§ **Text provided**:
_ _ _

Miss Underpinnings Establishes a Baseline for Understanding the Unmet Need

I had the unexpected opportunity to meet Miss Underpinnings and several other full-bust bloggers yesterday at the full-bust clothing swap hosted by Darlene at Hourglassy. Darlene, thank you for a delightful afternoon! It was a particular pleasure also to meet Sweet Nothings, who is indeed Sweet as hell, and who thanks to Courtney’s putting in a kind appearance with the Dirty Dolls goods scored a pair of suspender pants that I did not even begin to appreciate till I saw Sweets model them. Damn, girl.

_ _ _

§ **Dataset content**:
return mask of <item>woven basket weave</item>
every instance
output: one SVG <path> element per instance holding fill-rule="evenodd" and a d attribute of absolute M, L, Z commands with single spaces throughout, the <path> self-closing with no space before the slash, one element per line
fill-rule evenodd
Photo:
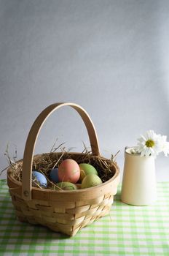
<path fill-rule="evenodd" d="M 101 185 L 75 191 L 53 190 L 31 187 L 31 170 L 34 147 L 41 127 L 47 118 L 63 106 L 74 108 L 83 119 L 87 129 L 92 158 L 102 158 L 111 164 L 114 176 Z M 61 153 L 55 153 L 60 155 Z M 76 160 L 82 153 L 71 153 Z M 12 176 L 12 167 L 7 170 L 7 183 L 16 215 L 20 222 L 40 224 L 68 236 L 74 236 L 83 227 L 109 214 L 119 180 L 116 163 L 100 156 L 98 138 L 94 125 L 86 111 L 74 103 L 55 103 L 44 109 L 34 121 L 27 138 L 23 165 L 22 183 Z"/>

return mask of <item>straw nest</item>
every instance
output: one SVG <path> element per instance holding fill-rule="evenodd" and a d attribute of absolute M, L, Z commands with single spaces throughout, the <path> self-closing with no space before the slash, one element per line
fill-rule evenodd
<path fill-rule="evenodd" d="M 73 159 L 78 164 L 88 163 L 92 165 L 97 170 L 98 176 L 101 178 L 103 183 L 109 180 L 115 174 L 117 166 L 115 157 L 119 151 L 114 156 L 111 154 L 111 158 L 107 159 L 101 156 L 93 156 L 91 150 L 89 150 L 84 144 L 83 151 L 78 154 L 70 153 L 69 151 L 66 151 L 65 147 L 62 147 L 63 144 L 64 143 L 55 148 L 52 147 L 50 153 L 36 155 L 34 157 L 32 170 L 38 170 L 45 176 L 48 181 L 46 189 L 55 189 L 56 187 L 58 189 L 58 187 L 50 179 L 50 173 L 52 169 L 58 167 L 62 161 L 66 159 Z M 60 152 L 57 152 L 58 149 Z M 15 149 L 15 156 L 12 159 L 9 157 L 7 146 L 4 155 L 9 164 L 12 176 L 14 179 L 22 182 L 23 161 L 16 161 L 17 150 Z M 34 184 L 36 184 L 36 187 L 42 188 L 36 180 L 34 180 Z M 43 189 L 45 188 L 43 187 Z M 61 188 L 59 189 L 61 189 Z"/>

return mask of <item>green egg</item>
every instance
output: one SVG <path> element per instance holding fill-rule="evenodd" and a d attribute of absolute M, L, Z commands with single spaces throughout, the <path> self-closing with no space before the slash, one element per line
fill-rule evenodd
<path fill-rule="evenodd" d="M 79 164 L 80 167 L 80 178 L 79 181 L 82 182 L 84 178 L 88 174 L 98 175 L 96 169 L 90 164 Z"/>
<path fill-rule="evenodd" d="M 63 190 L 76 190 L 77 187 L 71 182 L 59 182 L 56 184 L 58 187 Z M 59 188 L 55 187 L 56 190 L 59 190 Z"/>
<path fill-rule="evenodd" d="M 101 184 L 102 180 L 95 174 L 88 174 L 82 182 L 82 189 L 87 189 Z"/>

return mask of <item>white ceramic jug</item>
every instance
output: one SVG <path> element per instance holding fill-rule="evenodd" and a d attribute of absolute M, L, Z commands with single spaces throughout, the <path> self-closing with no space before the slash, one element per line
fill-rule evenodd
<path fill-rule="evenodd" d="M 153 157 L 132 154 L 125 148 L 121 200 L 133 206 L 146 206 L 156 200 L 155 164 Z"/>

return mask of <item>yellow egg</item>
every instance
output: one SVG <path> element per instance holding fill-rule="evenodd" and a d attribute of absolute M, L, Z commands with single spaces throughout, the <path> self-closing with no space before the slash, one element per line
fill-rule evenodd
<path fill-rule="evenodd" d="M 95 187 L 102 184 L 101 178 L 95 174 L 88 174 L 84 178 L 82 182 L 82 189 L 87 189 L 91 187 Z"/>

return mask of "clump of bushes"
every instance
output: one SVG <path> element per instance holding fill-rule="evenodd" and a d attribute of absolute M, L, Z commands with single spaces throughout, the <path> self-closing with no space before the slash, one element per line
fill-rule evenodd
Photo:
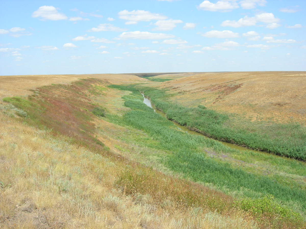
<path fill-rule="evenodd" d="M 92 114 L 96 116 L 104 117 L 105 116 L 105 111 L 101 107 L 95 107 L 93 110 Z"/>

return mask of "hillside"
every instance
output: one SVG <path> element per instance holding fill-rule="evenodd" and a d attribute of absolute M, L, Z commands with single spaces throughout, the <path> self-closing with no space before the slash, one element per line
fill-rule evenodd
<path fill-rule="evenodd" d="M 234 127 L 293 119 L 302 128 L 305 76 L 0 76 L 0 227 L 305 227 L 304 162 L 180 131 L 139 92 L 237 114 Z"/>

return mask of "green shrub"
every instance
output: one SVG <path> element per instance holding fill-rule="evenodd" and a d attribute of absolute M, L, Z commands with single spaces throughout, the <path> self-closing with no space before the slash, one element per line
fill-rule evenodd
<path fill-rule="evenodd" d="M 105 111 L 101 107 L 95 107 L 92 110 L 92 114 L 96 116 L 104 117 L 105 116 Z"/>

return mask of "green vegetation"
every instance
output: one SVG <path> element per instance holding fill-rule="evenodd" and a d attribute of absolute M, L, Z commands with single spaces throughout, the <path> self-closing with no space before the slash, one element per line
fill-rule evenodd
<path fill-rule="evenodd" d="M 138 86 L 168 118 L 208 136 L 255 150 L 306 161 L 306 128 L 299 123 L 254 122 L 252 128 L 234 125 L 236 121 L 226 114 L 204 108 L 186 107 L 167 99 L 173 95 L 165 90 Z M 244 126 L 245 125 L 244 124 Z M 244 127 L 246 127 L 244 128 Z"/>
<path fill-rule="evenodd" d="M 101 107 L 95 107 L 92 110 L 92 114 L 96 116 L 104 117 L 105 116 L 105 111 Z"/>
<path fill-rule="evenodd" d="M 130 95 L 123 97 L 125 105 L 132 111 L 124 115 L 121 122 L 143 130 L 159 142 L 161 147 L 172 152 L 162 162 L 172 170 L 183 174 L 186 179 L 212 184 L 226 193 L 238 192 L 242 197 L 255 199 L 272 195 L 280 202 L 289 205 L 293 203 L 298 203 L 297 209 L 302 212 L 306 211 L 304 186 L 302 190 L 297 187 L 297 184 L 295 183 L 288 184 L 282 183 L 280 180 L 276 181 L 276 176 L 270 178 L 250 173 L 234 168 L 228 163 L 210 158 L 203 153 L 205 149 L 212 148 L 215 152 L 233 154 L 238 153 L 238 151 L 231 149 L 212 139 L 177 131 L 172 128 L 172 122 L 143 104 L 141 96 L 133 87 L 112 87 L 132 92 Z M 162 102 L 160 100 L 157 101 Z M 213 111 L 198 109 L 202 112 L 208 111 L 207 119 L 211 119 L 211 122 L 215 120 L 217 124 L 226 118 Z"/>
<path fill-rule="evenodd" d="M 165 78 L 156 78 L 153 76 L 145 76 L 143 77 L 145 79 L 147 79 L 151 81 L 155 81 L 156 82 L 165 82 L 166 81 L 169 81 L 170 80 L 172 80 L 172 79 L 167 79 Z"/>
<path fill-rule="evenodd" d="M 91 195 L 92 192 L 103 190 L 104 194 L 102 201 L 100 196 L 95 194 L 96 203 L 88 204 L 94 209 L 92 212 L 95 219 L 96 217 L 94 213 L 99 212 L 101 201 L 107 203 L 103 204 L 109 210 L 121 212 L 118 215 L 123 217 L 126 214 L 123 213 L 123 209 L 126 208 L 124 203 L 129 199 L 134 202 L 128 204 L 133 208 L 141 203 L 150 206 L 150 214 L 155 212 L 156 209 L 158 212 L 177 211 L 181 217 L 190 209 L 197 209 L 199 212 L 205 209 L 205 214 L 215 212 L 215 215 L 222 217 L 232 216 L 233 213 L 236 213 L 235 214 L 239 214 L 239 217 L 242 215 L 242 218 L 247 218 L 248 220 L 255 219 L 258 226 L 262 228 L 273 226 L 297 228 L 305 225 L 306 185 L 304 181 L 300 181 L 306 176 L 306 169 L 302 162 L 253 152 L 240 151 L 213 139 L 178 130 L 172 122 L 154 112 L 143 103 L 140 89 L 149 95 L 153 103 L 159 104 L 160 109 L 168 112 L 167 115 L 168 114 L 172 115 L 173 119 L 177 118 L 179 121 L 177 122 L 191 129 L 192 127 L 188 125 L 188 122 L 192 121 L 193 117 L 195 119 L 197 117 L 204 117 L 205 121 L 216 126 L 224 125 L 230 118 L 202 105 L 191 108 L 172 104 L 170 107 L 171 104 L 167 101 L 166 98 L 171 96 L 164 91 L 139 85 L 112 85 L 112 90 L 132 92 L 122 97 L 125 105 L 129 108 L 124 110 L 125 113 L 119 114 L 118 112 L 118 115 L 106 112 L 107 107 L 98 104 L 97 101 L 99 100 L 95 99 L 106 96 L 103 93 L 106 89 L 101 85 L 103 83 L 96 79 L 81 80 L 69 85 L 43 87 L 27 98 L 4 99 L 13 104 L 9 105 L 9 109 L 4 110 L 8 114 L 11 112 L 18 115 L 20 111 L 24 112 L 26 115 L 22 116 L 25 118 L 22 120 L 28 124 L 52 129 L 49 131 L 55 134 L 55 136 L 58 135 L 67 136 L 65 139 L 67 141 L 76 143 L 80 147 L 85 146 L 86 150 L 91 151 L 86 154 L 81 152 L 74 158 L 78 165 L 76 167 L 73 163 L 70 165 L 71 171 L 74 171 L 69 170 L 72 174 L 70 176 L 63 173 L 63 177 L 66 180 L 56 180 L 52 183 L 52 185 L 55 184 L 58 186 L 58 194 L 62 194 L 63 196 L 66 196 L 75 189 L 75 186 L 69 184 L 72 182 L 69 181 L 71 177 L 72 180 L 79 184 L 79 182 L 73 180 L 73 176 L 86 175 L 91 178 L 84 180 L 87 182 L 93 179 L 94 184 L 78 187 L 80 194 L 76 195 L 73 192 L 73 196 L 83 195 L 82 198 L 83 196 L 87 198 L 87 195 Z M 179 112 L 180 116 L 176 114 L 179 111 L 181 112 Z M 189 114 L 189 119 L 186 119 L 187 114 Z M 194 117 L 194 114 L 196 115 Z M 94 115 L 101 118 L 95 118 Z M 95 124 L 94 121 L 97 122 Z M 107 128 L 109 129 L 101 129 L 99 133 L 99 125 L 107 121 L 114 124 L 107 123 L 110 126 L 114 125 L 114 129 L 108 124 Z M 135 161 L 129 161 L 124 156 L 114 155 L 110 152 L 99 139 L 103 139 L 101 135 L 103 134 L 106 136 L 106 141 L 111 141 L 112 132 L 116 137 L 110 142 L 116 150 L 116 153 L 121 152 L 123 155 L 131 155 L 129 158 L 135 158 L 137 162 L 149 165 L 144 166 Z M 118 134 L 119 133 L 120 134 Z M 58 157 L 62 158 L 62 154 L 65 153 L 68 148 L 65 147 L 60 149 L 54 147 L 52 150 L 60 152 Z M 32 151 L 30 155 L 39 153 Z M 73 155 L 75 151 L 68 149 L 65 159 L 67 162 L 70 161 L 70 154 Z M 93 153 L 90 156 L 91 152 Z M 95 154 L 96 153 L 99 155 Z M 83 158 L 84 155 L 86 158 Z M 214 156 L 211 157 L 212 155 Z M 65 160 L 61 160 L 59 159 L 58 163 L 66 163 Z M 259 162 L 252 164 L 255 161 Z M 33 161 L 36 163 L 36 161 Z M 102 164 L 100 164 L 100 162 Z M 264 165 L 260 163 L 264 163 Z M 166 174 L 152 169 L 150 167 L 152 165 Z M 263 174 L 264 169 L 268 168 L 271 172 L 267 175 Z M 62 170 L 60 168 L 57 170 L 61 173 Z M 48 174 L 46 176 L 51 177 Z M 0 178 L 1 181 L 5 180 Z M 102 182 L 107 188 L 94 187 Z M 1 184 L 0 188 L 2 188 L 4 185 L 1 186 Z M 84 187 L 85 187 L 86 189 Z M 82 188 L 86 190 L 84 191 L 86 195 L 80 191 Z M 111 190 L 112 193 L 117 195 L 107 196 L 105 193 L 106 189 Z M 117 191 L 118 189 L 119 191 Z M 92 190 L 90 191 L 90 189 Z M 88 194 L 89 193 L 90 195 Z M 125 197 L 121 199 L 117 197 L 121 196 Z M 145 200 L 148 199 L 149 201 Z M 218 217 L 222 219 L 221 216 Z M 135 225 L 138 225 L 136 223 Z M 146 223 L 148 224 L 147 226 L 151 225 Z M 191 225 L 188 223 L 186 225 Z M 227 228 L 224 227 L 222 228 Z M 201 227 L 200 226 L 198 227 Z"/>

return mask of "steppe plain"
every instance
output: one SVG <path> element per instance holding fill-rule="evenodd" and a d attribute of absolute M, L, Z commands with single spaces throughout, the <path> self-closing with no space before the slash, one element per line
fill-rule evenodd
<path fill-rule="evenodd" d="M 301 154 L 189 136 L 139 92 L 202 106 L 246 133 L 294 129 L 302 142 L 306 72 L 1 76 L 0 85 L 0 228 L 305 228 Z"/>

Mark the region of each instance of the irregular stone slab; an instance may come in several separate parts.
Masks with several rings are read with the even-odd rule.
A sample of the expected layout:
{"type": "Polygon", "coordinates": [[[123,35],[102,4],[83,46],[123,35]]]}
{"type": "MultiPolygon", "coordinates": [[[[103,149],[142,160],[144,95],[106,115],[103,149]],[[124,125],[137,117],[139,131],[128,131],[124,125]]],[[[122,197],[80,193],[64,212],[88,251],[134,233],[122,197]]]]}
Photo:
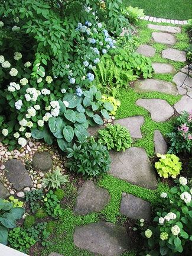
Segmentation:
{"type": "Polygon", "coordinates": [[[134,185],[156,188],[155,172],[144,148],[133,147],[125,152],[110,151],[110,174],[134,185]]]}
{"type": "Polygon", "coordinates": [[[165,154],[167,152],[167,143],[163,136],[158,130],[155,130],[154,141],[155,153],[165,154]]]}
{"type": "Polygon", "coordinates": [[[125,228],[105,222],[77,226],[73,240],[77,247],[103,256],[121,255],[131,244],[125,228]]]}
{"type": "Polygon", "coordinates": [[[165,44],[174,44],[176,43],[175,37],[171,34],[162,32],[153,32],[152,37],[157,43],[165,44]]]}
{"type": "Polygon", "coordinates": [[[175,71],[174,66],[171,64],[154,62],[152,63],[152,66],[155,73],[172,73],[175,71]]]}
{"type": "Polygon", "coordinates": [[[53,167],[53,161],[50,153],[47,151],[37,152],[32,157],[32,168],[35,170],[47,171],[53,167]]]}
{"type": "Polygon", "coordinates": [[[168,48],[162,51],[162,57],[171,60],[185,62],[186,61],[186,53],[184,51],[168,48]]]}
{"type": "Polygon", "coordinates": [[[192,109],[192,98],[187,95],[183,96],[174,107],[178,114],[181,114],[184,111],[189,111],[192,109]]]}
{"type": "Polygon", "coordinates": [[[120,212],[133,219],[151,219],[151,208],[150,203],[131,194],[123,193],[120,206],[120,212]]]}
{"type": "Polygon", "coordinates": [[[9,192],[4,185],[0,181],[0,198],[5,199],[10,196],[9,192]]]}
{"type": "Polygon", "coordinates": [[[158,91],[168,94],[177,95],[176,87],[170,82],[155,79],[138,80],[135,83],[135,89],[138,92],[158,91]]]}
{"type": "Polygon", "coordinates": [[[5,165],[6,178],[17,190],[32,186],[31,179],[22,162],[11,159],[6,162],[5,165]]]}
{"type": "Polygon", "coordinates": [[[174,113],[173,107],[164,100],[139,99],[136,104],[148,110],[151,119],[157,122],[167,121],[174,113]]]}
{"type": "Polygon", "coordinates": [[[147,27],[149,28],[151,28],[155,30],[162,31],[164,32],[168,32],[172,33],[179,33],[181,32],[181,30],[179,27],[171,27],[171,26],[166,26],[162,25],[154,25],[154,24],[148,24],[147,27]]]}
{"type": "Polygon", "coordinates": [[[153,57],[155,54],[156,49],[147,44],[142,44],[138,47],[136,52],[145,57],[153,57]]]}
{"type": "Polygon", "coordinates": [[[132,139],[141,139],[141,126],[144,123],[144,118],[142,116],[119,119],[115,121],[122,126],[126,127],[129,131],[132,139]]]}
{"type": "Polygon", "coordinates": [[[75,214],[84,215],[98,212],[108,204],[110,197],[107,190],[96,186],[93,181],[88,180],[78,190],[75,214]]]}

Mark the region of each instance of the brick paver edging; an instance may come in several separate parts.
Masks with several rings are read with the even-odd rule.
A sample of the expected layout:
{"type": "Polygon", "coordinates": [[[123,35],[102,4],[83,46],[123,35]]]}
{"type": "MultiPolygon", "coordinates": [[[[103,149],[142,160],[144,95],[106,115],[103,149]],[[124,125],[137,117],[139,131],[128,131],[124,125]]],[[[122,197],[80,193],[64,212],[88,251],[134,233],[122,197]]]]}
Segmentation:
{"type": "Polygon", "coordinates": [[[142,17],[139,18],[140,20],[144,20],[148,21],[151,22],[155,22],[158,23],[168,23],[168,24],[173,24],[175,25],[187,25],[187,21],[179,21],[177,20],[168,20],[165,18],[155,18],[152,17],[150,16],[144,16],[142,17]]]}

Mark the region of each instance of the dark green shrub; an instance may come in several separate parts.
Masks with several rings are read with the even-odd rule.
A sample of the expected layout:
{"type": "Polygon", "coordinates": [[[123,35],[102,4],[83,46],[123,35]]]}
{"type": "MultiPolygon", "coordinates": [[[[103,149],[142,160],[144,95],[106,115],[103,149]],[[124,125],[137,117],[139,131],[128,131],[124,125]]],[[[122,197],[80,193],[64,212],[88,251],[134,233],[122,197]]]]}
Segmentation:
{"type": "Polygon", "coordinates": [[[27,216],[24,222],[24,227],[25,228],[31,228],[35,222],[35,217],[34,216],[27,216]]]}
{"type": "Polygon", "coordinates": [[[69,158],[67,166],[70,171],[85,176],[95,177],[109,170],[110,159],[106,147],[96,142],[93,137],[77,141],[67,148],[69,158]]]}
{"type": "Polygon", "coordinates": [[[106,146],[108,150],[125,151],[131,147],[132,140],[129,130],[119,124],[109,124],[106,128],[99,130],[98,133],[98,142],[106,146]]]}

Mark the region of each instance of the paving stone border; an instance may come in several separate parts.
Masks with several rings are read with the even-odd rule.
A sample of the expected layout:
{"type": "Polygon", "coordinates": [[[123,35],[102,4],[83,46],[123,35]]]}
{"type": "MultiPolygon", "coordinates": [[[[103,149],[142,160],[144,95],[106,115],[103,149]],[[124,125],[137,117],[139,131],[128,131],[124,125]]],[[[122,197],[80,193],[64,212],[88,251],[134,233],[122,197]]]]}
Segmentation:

_ _ _

Pick up the blog post about the full-bust clothing swap at Hourglassy after its final line, not the listing.

There wasn’t as much opportunity as I’d have liked to get into a deep discussion about Miss Underpinnings’ assessment of the situation in the full-bust marketplace. She has defined the unmet need as the missing “middle market”:

Full busted women are allowed two choices when they go lingerie shopping and I’m growing dissatisfied with both. On one side, Tutti Rouge, Cleo, Bravissimo, Curvy Kate, and Evollove reign over the market for youthful spontaneity; the second domain belongs to Fantasie, Fauve, Empreinte, Prima Donna, Panache, and newcomer Harlow and Fox, who offer elegant timelessness and exquisite European laces. As much as I love both, I don’t completely relate to either. I’ve outgrown the juniors’ section and I’m not ready for side support panels or full cups. I don’t think I’m the only one who feels this way so I’ve begun to think of myself (us?) as “the middle market”. We’re the ones who are caught between too cute and too classic. Every full bust brand assumes we’re part of their target demographic, while no one seems to be designing anything expressly for us.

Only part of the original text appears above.